Written exercise
In the tuna casserole thread, what did the original poster say the casserole's sauce was made from?

Reading passage

# Looking for a particular old Tuna Casserole recipe



## targa416

Sometime in the 1960’s, I was in an all-girl’s home economics class. We used a red cookbook that was in the form of a binder. I think it was Betty Crocker, but I’m not certain. Just in case anyone else had that cookbook (mine is long since gone), I thought I’d ask. There was a recipe for a tuna casserole. It had crumbled potato chips on top. It had a cream sauce in it. Yes, I know there are loads of tuna casserole recipes out there on the web, but I would like to have this particular one. If anyone remembers the cookbook and/or has the recipe, please let me know. Thanks!!!!

Edited to add — it didn’t have any noodles in it as far as I remember.


----------



## RookieRetiree

http://caroline-mathias.blogspot.com/2011/04/grandmas-tuna-noodle-casserole.html

This one has been around forever. It was what I got from Betty Crocker pamphlet in 4-H before 1970.


----------



## ellnbchristi

It was cream of mushroom soup for the cream sauce. My mom made it all the time. And it was Betty Crocker.


----------



## bundyanne07

I have been looking at Betty Crocker recipes and from what I have seen they all have noodles in them.

http://www.geniuskitchen.com/recipe/betty-crocker-1950s-tuna-noodle-casserole-266460


----------



## targa416

Thanks so far everyone. The sauce for this casserole was made using butter, flour and milk (a Béchamel sauce) and there wasn’t any canned soup or noodles in it. I think there may have been peas. I know, I’m asking a lot and it’s a long-shot. I appreciate your efforts


----------



## MarilynKnits

I was a home ec teacher back in the day. The recipe isn't in my ole Better Homes & Gardens cook book. I looked and couldn't find a recipe without noodles. I do make creamed tuna on toast for my DH from scratch.

Cook 1/2 cup chopped onion in 2 tablespoons butter until it is soft. Put in 2 tablespoons flour and stir until the flour gives a hint of turning color and take off the heat. Stir in 1 cup of milk and salt and pepper to taste. Stir and cook a couple of minutes then add about a cup of shredded cheddar and 1 or 2 cans of tuna well drained and broken into bite sized pieces. Cook until it thickens.

Here you get flexible. For a casserole you probably need 8 ounces of noodles or a pasta like farfalle cooked and stirred in. Then you top with potato chips and bake at 350 about a half hour. Or toast a couple of slices of your favorite bread and cut into bite sized pieces. Spoon the tuna mixture over it and top with potato chips.

Excerpts of pointing data
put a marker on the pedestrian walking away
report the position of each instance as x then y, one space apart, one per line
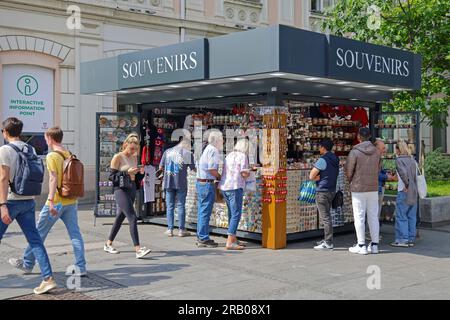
57 206
362 169
325 173
175 163
17 201
406 206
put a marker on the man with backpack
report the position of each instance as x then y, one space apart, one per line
66 175
325 172
21 176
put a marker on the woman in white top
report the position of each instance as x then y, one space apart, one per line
124 167
235 171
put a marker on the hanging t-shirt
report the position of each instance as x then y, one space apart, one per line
149 184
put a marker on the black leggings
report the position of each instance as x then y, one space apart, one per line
125 208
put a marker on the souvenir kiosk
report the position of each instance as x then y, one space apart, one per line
293 87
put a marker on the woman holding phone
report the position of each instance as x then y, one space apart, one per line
126 176
235 171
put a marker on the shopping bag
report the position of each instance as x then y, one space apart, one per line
250 183
421 184
308 192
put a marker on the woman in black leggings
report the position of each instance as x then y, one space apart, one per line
124 167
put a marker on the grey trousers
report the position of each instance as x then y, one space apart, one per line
324 201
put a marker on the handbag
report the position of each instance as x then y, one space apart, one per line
308 192
421 183
338 200
250 183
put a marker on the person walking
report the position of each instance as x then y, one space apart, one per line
232 184
175 162
56 207
21 208
325 173
362 169
406 208
207 174
126 176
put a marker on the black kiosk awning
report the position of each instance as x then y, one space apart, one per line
276 59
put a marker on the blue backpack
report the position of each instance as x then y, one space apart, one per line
29 173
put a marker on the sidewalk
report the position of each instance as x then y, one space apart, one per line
177 269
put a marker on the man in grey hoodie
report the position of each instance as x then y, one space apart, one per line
362 168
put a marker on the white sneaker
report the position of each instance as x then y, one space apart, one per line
169 233
18 263
184 233
45 286
143 251
110 249
372 248
323 246
358 250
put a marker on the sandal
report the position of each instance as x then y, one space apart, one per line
234 246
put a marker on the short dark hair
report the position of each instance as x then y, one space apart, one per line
55 133
364 133
327 144
13 126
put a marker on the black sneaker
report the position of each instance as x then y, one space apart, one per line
207 244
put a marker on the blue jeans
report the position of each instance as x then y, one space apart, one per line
176 198
24 212
206 198
405 220
68 214
234 199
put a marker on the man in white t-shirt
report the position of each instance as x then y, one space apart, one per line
20 208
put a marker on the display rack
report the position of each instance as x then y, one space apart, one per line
111 131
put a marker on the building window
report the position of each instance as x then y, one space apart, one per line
318 6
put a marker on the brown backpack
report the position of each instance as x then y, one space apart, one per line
72 185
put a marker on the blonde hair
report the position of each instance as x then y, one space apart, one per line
132 138
403 148
241 146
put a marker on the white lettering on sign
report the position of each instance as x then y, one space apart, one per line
371 62
160 65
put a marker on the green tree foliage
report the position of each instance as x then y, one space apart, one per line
420 26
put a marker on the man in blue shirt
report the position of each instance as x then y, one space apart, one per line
325 172
207 174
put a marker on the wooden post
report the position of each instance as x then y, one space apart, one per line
274 180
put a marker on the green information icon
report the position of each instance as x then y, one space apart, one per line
27 85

Answer to this problem
Butter, flour and milk, a Béchamel sauce.